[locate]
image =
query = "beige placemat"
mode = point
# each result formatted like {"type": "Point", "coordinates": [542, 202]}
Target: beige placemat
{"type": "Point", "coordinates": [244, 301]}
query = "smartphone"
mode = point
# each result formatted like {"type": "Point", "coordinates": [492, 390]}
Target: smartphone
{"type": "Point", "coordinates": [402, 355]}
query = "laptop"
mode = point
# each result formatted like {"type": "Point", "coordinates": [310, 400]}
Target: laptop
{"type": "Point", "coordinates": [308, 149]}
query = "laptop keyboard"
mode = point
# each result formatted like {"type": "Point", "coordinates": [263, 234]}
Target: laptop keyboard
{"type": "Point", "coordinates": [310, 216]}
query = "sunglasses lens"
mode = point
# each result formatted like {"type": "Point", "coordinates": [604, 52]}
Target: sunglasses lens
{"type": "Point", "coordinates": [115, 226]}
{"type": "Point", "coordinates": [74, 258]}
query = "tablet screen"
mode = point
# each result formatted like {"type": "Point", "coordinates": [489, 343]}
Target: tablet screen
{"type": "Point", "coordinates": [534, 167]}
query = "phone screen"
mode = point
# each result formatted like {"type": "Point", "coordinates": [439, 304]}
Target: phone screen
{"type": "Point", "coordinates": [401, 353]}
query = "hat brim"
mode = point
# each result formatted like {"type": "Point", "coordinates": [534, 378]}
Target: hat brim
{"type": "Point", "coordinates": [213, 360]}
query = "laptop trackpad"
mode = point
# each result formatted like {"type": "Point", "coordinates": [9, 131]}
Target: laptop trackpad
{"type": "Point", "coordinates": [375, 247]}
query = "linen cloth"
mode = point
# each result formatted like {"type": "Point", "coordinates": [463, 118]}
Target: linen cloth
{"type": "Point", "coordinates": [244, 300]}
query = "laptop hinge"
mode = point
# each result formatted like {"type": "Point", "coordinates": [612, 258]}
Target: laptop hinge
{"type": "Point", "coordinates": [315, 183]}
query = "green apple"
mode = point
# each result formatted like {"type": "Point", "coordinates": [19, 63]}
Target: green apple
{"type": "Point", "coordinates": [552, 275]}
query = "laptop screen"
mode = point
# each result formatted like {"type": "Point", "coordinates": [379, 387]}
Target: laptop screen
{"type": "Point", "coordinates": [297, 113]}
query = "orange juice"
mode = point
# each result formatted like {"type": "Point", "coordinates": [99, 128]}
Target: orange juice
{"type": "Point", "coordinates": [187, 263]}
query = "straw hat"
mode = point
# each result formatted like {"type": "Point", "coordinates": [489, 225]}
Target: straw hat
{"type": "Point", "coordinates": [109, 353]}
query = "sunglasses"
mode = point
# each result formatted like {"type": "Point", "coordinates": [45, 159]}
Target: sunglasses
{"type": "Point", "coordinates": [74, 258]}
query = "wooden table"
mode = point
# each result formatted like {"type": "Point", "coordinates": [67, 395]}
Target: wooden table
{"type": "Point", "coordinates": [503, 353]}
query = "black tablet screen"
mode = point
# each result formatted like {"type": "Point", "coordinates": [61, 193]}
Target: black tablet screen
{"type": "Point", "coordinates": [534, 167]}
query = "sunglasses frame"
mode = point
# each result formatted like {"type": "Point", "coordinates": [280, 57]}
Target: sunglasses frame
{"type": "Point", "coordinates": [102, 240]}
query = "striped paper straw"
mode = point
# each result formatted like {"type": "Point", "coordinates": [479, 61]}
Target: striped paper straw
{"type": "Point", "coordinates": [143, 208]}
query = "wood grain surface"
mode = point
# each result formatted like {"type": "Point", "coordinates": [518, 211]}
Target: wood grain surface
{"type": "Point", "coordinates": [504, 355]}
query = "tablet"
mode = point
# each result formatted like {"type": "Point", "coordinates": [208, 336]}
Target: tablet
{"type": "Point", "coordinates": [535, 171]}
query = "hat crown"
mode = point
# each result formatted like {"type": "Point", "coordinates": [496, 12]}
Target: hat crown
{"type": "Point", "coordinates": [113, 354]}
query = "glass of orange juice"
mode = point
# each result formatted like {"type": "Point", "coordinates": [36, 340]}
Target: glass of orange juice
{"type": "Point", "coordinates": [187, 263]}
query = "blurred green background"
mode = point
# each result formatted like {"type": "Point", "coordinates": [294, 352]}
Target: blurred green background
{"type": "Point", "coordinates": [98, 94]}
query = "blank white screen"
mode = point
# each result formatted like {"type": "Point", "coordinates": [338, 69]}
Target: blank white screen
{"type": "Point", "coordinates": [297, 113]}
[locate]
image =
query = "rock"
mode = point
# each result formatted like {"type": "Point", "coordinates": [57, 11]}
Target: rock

# [TASK OBJECTIVE]
An exact reproduction of all the entries above is the expected answer.

# [EXERCISE RESULT]
[locate]
image =
query = "beige placemat"
mode = point
# each result formatted like {"type": "Point", "coordinates": [542, 202]}
Target: beige placemat
{"type": "Point", "coordinates": [244, 301]}
query = "smartphone"
mode = point
# each result formatted like {"type": "Point", "coordinates": [492, 390]}
Target: smartphone
{"type": "Point", "coordinates": [402, 355]}
query = "laptop"
mode = point
# each result formatted like {"type": "Point", "coordinates": [310, 400]}
Target: laptop
{"type": "Point", "coordinates": [308, 149]}
query = "laptop keyboard"
mode = point
# each result formatted like {"type": "Point", "coordinates": [263, 234]}
Target: laptop keyboard
{"type": "Point", "coordinates": [310, 216]}
query = "sunglasses lens"
mode = point
# each result formatted like {"type": "Point", "coordinates": [604, 52]}
Target: sunglasses lens
{"type": "Point", "coordinates": [115, 226]}
{"type": "Point", "coordinates": [74, 258]}
query = "tablet screen"
mode = point
# each result formatted like {"type": "Point", "coordinates": [489, 343]}
Target: tablet screen
{"type": "Point", "coordinates": [534, 167]}
query = "phone screen"
mode = point
# each result formatted like {"type": "Point", "coordinates": [439, 304]}
Target: phone screen
{"type": "Point", "coordinates": [401, 353]}
query = "hat brim"
mode = point
# each result formatted like {"type": "Point", "coordinates": [534, 378]}
Target: hat brim
{"type": "Point", "coordinates": [213, 360]}
query = "laptop trackpad"
mode = point
# each result formatted like {"type": "Point", "coordinates": [9, 131]}
Target: laptop trackpad
{"type": "Point", "coordinates": [375, 247]}
query = "linen cloth"
mode = point
# each result formatted like {"type": "Point", "coordinates": [463, 118]}
Target: linen cloth
{"type": "Point", "coordinates": [244, 300]}
query = "laptop hinge"
mode = point
# each result formatted like {"type": "Point", "coordinates": [612, 258]}
Target: laptop hinge
{"type": "Point", "coordinates": [315, 183]}
query = "green apple"
mode = point
# each result formatted like {"type": "Point", "coordinates": [19, 63]}
Target: green apple
{"type": "Point", "coordinates": [552, 275]}
query = "laptop screen"
mode = point
# each result formatted like {"type": "Point", "coordinates": [379, 387]}
Target: laptop screen
{"type": "Point", "coordinates": [297, 113]}
query = "orange juice"
mode = point
# each result formatted like {"type": "Point", "coordinates": [99, 128]}
Target: orange juice
{"type": "Point", "coordinates": [187, 263]}
query = "straw hat"
mode = point
# each result formatted like {"type": "Point", "coordinates": [489, 225]}
Target: straw hat
{"type": "Point", "coordinates": [109, 353]}
query = "sunglasses"
mode = point
# each result formatted like {"type": "Point", "coordinates": [45, 159]}
Target: sunglasses
{"type": "Point", "coordinates": [74, 258]}
query = "wooden table"
mode = point
# each result formatted like {"type": "Point", "coordinates": [67, 395]}
Target: wooden table
{"type": "Point", "coordinates": [503, 353]}
query = "black tablet screen"
mode = point
# each result formatted like {"type": "Point", "coordinates": [61, 193]}
Target: black tablet screen
{"type": "Point", "coordinates": [534, 167]}
query = "sunglasses frame"
mode = point
# each result formatted like {"type": "Point", "coordinates": [280, 57]}
Target: sunglasses frame
{"type": "Point", "coordinates": [102, 240]}
query = "striped paper straw"
mode = point
# each result formatted like {"type": "Point", "coordinates": [479, 61]}
Target: striped paper straw
{"type": "Point", "coordinates": [143, 208]}
query = "wood grain surface"
mode = point
# each result formatted like {"type": "Point", "coordinates": [518, 211]}
Target: wood grain surface
{"type": "Point", "coordinates": [504, 355]}
query = "tablet"
mode = point
# each result formatted like {"type": "Point", "coordinates": [208, 336]}
Target: tablet
{"type": "Point", "coordinates": [535, 171]}
query = "hat crown"
mode = point
# each result formatted like {"type": "Point", "coordinates": [496, 12]}
Target: hat crown
{"type": "Point", "coordinates": [113, 354]}
query = "glass of orange juice"
mode = point
# each result formatted like {"type": "Point", "coordinates": [36, 340]}
Target: glass of orange juice
{"type": "Point", "coordinates": [187, 263]}
query = "blurred green background"
mode = point
# each result formatted like {"type": "Point", "coordinates": [294, 352]}
Target: blurred green background
{"type": "Point", "coordinates": [98, 94]}
query = "blank white screen"
mode = point
# each result formatted like {"type": "Point", "coordinates": [338, 69]}
Target: blank white screen
{"type": "Point", "coordinates": [297, 113]}
[locate]
image =
query = "rock"
mode = point
# each result formatted like {"type": "Point", "coordinates": [57, 11]}
Target: rock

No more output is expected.